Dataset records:
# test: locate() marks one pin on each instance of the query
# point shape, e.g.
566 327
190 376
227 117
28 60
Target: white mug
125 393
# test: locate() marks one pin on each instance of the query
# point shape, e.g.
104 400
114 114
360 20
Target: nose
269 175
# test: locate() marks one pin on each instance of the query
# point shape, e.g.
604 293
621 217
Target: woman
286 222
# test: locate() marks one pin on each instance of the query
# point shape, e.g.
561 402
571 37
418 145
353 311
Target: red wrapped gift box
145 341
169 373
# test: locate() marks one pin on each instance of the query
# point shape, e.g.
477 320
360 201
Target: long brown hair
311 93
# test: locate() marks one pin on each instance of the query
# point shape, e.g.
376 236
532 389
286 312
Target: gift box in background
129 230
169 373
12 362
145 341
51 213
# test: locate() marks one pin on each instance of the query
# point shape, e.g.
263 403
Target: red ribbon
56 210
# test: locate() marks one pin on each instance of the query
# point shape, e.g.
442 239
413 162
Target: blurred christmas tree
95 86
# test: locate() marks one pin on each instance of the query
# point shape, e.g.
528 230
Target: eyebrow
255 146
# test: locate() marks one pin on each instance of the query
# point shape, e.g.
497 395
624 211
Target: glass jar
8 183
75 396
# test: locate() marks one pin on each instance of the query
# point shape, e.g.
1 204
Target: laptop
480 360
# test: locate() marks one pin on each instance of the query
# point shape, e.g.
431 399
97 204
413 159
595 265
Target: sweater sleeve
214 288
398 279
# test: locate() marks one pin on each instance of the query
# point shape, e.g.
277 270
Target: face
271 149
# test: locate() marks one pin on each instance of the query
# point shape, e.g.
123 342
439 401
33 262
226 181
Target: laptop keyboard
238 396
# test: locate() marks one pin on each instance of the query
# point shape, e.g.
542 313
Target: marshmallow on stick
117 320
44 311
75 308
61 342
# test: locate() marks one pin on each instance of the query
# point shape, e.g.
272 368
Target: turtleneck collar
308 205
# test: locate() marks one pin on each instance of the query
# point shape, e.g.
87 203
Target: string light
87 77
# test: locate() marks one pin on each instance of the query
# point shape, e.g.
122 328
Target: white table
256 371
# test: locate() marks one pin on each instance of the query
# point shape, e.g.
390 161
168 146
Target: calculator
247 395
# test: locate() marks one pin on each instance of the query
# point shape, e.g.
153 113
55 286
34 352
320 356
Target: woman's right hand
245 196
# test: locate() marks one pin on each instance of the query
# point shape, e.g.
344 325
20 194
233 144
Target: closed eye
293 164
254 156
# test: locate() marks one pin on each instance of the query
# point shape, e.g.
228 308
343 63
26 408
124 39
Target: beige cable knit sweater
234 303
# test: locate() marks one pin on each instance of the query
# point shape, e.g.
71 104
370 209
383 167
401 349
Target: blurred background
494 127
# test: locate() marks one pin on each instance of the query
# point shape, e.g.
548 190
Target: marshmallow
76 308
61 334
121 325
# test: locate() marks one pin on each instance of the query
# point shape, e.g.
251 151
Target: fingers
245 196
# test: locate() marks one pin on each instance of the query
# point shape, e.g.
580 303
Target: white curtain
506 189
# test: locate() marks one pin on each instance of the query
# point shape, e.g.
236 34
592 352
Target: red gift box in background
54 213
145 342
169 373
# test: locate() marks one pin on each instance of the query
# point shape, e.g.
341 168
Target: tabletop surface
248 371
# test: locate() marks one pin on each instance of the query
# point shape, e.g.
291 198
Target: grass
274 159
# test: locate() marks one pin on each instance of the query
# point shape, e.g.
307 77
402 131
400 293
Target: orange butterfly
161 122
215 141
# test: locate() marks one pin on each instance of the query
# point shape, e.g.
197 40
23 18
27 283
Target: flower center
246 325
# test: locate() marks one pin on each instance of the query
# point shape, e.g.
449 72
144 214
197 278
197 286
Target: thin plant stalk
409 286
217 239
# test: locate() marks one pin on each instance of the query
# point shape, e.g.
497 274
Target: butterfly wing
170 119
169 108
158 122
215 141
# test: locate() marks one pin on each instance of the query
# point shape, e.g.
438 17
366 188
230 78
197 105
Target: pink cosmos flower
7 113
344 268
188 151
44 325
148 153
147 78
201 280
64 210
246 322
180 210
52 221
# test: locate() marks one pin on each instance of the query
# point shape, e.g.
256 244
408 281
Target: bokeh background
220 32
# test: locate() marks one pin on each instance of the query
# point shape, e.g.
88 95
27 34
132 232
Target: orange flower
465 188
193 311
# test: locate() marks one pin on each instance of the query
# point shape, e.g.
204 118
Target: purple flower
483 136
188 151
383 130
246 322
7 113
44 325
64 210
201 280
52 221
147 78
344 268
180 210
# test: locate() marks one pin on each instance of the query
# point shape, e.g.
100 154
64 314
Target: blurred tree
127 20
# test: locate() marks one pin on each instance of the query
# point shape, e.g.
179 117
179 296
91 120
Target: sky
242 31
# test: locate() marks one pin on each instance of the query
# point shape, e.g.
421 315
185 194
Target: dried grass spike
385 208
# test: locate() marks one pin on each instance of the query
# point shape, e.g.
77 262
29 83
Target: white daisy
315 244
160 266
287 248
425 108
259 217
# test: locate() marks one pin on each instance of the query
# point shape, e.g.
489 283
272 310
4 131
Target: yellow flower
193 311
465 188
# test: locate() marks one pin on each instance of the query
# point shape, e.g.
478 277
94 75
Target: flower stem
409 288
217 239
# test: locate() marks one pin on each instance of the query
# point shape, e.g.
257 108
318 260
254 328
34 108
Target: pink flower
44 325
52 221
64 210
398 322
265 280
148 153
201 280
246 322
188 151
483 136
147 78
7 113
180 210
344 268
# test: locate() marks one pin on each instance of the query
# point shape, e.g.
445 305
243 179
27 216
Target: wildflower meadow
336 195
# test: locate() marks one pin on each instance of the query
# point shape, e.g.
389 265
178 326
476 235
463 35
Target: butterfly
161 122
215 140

→ CHALLENGE
Can you restate every record above word for word?

→ EXERCISE RESPONSE
# test: locate() marks one pin on each instance of the query
# point shape, e.g.
566 327
190 376
227 117
28 60
Target: white mug
125 393
# test: locate() marks one pin on each instance of the query
# point shape, e.g.
104 400
114 114
360 20
Target: nose
269 175
# test: locate() marks one pin on each instance of the query
# point shape, e.g.
604 293
621 217
Target: woman
286 222
# test: locate() marks one pin on each instance of the query
# point shape, e.g.
561 402
571 37
418 145
353 311
Target: red wrapped gift box
145 341
169 373
# test: locate() marks one pin on each instance of the query
# point shape, e.g.
477 320
360 201
Target: long brown hair
311 93
# test: locate() marks one pin on each instance of the query
# point shape, e.g.
376 236
532 389
286 312
Target: gift box in background
129 230
169 373
12 362
145 341
51 213
# test: locate() marks one pin on each instance of the query
# point shape, e.g.
263 403
Target: red ribbon
56 210
# test: locate() marks one pin on each instance of the query
# point shape, e.g.
442 239
413 162
Target: blurred christmas tree
95 86
# test: locate() marks one pin on each instance of the query
# point shape, e.g.
528 230
Target: eyebrow
255 146
# test: locate() marks one pin on each instance of the query
# point shape, e.g.
497 395
624 211
Target: glass jar
8 183
75 396
# test: locate() marks one pin on each instance of the query
# point shape, e.g.
1 204
Target: laptop
480 360
# test: locate() marks one pin on each instance of the query
# point shape, e.g.
431 399
97 204
413 159
595 265
Target: sweater sleeve
214 288
398 279
# test: locate() marks one pin on each instance of the query
# point shape, e.g.
277 270
Target: face
271 149
# test: locate() marks one pin on each instance of the query
# point shape, e.g.
123 342
439 401
33 262
226 181
Target: laptop keyboard
238 396
# test: locate() marks one pin on each instance of the query
# point shape, e.g.
542 313
Target: marshmallow on stick
117 320
44 311
75 308
61 342
# test: locate() marks one pin on each instance of the query
# point shape, e.g.
272 368
Target: turtleneck collar
308 205
# test: locate() marks one pin on each instance of the query
# point shape, e.g.
87 203
Target: string light
87 77
# test: locate() marks one pin on each instance of the query
# point shape, e.g.
122 328
Target: white table
256 371
# test: locate() marks one pin on each instance of the query
# point shape, e.g.
390 161
168 146
Target: calculator
247 395
# test: locate() marks one pin on each instance of the query
# point shape, e.g.
153 113
55 286
34 352
320 356
Target: woman's right hand
245 196
# test: locate() marks one pin on each instance of the query
# point shape, e.g.
344 325
20 194
233 144
Target: closed eye
293 164
254 156
# test: locate() marks one pin on each instance of the query
# point shape, e.g.
228 308
343 63
26 408
124 39
Target: beige cable knit sweater
234 303
# test: locate() marks one pin on each instance of the query
# point shape, e.g.
71 104
370 209
383 167
401 349
Target: blurred background
494 127
# test: locate() marks one pin on each instance of the query
# point shape, e.g.
548 190
Target: marshmallow
76 308
61 334
121 325
# test: locate() marks one pin on each instance of the query
# point shape, e.g.
251 151
Target: fingers
245 196
# test: locate() marks one pin on each instance of the query
# point shape, e.g.
580 303
Target: white curtain
506 189
# test: locate() marks one pin on each instance of the query
# point shape, e.g.
236 34
592 352
Target: red gift box in background
54 213
145 342
169 373
# test: locate() marks one pin on each instance of the query
# point shape, e.g.
341 168
Target: tabletop surface
248 371
# test: locate() marks one pin on each instance of the query
# point shape, e.g.
291 198
Target: grass
274 159
# test: locate() marks one pin on each instance of the query
# point shape, e.g.
307 77
402 131
400 293
Target: orange butterfly
161 122
215 141
# test: locate() marks one pin on each instance of the query
# point shape, e.g.
197 40
23 18
27 283
Target: flower center
246 325
# test: locate() marks one pin on each instance of the query
# point shape, e.g.
449 72
144 214
197 278
197 286
Target: thin plant stalk
409 286
217 239
# test: locate() marks one pin on each instance of the query
# point shape, e.g.
497 274
Target: butterfly wing
170 119
169 108
158 122
215 141
# test: locate() marks one pin on each instance of the query
# point shape, e.g.
438 17
366 188
230 78
197 105
Target: pink cosmos flower
7 113
344 268
188 151
44 325
148 153
147 78
201 280
64 210
246 322
180 210
52 221
# test: locate() marks one pin on each instance of the query
# point shape, e.g.
256 244
408 281
Target: bokeh background
220 32
# test: locate() marks one pin on each instance of the query
# point shape, e.g.
88 95
27 34
132 232
Target: orange flower
465 188
193 311
# test: locate() marks one pin on each instance of the query
# point shape, e.g.
204 118
Target: purple flower
483 136
188 151
383 130
246 322
7 113
44 325
64 210
201 280
52 221
147 78
344 268
180 210
# test: locate() marks one pin on each instance of the query
# point shape, e.g.
100 154
64 314
Target: blurred tree
127 20
# test: locate() marks one pin on each instance of the query
# point shape, e.g.
179 117
179 296
91 120
Target: sky
242 31
# test: locate() marks one pin on each instance of the query
# point shape, e.g.
421 315
185 194
Target: dried grass spike
385 208
# test: locate() marks one pin on each instance of the query
# point shape, e.g.
77 262
29 83
Target: white daisy
315 244
160 266
287 248
425 108
259 217
# test: locate() marks one pin on each instance of the query
# point shape, e.g.
489 283
272 310
4 131
Target: yellow flower
193 311
465 188
# test: locate() marks one pin on each instance of the query
# point shape, e.g.
478 277
94 75
Target: flower stem
409 288
217 239
# test: locate() marks one pin on each instance of the query
# point shape, e.g.
257 108
318 260
254 328
34 108
Target: pink flower
44 325
52 221
64 210
398 322
265 280
148 153
201 280
246 322
188 151
483 136
147 78
7 113
180 210
344 268
# test: locate() marks one pin on each instance of the query
# point shape, e.g.
445 305
243 179
27 216
Target: wildflower meadow
336 195
# test: locate() marks one pin on each instance of the query
# point shape, e.g.
389 265
178 326
476 235
463 35
Target: butterfly
161 122
215 140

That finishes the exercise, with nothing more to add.